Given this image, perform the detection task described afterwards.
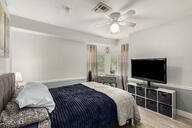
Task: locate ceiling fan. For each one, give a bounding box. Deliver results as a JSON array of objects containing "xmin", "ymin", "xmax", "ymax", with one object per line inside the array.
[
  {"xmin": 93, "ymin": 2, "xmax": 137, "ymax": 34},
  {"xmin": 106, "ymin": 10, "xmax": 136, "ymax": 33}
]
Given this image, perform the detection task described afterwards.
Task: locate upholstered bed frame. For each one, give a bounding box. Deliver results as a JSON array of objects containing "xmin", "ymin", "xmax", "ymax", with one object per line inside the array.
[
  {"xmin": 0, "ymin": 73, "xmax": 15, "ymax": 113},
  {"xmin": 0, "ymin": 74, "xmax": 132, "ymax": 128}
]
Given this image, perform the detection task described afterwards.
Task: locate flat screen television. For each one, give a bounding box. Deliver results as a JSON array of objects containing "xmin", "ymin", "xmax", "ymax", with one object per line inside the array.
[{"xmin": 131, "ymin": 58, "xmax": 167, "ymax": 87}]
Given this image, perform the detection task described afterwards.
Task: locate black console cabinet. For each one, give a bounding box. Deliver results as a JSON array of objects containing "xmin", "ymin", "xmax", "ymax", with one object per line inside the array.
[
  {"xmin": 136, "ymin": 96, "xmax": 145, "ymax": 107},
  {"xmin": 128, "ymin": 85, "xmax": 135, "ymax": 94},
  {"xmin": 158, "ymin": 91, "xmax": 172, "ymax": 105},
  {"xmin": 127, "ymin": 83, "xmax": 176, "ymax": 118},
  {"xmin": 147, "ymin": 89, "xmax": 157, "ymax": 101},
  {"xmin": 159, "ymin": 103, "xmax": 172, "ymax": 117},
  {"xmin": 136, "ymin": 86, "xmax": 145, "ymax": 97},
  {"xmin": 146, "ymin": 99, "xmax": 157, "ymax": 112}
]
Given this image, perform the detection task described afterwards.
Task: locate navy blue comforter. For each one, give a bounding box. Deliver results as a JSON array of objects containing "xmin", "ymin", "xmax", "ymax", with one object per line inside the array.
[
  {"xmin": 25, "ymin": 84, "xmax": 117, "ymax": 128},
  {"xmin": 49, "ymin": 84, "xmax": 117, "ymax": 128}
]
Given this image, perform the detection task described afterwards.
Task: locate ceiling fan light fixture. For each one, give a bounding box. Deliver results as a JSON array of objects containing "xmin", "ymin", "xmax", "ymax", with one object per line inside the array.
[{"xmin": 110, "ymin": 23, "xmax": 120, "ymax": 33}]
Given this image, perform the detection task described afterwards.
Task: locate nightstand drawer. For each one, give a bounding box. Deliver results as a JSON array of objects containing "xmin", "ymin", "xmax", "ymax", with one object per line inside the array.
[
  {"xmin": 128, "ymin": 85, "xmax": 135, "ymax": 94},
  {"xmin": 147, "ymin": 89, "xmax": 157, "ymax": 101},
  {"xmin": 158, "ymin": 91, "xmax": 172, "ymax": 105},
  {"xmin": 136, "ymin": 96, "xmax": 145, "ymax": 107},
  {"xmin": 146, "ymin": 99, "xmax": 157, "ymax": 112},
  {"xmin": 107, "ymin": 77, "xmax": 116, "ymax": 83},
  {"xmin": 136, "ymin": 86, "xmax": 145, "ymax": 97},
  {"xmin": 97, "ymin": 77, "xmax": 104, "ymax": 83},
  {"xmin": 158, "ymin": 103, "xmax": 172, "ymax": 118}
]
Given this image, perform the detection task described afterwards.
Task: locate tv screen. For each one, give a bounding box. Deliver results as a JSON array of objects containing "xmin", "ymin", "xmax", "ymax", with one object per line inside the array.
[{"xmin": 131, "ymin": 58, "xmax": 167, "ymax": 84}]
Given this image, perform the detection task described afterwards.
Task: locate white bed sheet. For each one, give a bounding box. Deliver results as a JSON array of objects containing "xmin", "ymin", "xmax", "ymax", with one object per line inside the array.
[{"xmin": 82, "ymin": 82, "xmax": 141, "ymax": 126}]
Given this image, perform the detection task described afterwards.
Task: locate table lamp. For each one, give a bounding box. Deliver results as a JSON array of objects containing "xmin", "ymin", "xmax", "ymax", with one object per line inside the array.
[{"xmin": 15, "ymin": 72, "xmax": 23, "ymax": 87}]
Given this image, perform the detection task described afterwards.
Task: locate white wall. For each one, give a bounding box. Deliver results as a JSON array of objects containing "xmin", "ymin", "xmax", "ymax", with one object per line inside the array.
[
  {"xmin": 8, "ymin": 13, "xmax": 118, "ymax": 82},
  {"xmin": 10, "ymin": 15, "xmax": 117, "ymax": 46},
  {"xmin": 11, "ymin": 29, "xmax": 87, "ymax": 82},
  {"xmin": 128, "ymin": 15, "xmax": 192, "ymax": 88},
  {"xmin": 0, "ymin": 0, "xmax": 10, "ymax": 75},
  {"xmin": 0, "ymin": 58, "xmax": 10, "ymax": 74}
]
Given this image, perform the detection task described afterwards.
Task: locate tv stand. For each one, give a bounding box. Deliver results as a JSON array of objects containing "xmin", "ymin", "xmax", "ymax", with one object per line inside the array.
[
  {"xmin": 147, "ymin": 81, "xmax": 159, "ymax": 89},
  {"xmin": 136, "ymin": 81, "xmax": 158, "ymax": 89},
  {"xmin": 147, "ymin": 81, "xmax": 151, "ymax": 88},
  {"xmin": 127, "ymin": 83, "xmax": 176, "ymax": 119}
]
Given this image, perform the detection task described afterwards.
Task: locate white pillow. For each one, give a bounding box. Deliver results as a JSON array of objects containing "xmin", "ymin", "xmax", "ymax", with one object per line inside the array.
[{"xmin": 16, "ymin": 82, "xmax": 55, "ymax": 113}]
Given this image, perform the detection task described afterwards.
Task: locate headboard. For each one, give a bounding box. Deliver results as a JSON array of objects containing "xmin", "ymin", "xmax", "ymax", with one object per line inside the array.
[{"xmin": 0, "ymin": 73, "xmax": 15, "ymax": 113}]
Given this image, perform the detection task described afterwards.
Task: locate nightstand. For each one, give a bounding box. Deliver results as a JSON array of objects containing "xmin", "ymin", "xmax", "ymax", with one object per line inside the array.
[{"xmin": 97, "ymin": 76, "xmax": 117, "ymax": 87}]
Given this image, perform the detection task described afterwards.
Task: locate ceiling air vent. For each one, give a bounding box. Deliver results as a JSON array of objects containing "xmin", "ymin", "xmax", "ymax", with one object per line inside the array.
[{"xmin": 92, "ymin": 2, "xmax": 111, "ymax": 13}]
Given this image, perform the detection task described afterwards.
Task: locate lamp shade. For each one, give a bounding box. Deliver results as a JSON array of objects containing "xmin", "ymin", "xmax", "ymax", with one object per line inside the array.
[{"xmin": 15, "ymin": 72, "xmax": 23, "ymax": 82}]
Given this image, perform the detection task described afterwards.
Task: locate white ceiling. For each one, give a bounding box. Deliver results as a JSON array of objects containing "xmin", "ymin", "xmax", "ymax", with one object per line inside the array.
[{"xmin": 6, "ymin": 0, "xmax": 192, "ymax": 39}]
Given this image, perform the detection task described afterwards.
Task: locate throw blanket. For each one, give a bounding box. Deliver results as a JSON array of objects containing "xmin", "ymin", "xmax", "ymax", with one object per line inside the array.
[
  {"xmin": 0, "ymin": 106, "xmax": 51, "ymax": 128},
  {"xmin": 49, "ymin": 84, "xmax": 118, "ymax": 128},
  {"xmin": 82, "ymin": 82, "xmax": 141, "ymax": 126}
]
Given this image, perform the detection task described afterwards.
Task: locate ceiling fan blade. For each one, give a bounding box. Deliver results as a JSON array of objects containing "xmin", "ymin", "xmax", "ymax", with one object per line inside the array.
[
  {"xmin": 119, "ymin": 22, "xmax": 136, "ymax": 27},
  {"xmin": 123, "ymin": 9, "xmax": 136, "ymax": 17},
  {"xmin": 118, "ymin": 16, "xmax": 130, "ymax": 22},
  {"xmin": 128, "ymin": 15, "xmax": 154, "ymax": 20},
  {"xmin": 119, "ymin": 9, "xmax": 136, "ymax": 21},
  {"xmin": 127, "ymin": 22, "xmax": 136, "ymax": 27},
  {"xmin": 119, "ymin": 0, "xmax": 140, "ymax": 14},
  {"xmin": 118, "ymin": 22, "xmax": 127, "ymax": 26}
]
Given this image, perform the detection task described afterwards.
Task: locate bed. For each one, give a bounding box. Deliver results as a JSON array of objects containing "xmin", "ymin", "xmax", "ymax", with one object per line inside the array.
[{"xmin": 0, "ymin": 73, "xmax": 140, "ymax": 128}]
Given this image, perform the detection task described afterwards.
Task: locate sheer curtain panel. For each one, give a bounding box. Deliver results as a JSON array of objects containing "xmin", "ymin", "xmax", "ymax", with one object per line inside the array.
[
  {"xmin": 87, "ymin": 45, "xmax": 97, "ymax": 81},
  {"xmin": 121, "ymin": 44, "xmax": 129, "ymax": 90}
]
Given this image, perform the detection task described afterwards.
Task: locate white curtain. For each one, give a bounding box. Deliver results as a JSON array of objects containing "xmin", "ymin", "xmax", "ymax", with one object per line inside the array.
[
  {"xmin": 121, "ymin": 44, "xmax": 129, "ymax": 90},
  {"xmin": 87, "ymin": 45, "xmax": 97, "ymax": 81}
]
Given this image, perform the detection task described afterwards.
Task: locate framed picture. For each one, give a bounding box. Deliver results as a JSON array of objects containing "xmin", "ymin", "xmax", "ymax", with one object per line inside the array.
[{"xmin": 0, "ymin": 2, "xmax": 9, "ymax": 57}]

== == ==

- Work required
Print exactly the lines from the one with "Task: locate ceiling fan blade." through the last line of the material, including both, and no others.

- Response to the exercise
Task: locate ceiling fan blade. For each one, give a bounding box. Deliver results as a JSON array of objects containing "xmin", "ymin", "xmax", "ymax", with one object per line inside the array.
[
  {"xmin": 119, "ymin": 22, "xmax": 136, "ymax": 27},
  {"xmin": 123, "ymin": 9, "xmax": 136, "ymax": 17},
  {"xmin": 118, "ymin": 16, "xmax": 130, "ymax": 22},
  {"xmin": 128, "ymin": 15, "xmax": 154, "ymax": 20},
  {"xmin": 119, "ymin": 9, "xmax": 136, "ymax": 21},
  {"xmin": 127, "ymin": 22, "xmax": 136, "ymax": 27},
  {"xmin": 119, "ymin": 0, "xmax": 140, "ymax": 14},
  {"xmin": 118, "ymin": 22, "xmax": 127, "ymax": 26}
]
Given this image, perform the detection task described afterwards.
Task: locate bed. For each one, give a bounding box. Deliver results as a JSON array of objects containing "xmin", "ymin", "xmax", "ymax", with one object per line inside the array.
[{"xmin": 0, "ymin": 73, "xmax": 140, "ymax": 128}]
Given this image, perform the detection task described afterwards.
Task: locate sheer curtain panel. For each one, give a bounding box. Deliver results as a JSON array of objects containing "xmin", "ymin", "xmax", "ymax", with one object per line inside the array.
[
  {"xmin": 87, "ymin": 45, "xmax": 97, "ymax": 81},
  {"xmin": 121, "ymin": 44, "xmax": 129, "ymax": 90}
]
Given this image, perform the detection task described afterwards.
Task: locate white curtain. For each one, give a bounding box. Deliver results as a JSON array of objects containing "xmin", "ymin", "xmax", "ymax", with one object per line inside the array.
[
  {"xmin": 121, "ymin": 44, "xmax": 129, "ymax": 90},
  {"xmin": 87, "ymin": 45, "xmax": 97, "ymax": 81}
]
Given this image, perform the detection task described afterwards.
Task: locate framed picture. For each one, give a bounding box. Deliver results as a JSON array of objects containing "xmin", "ymin", "xmax", "ymax", with one object per line inside the array.
[{"xmin": 0, "ymin": 2, "xmax": 9, "ymax": 57}]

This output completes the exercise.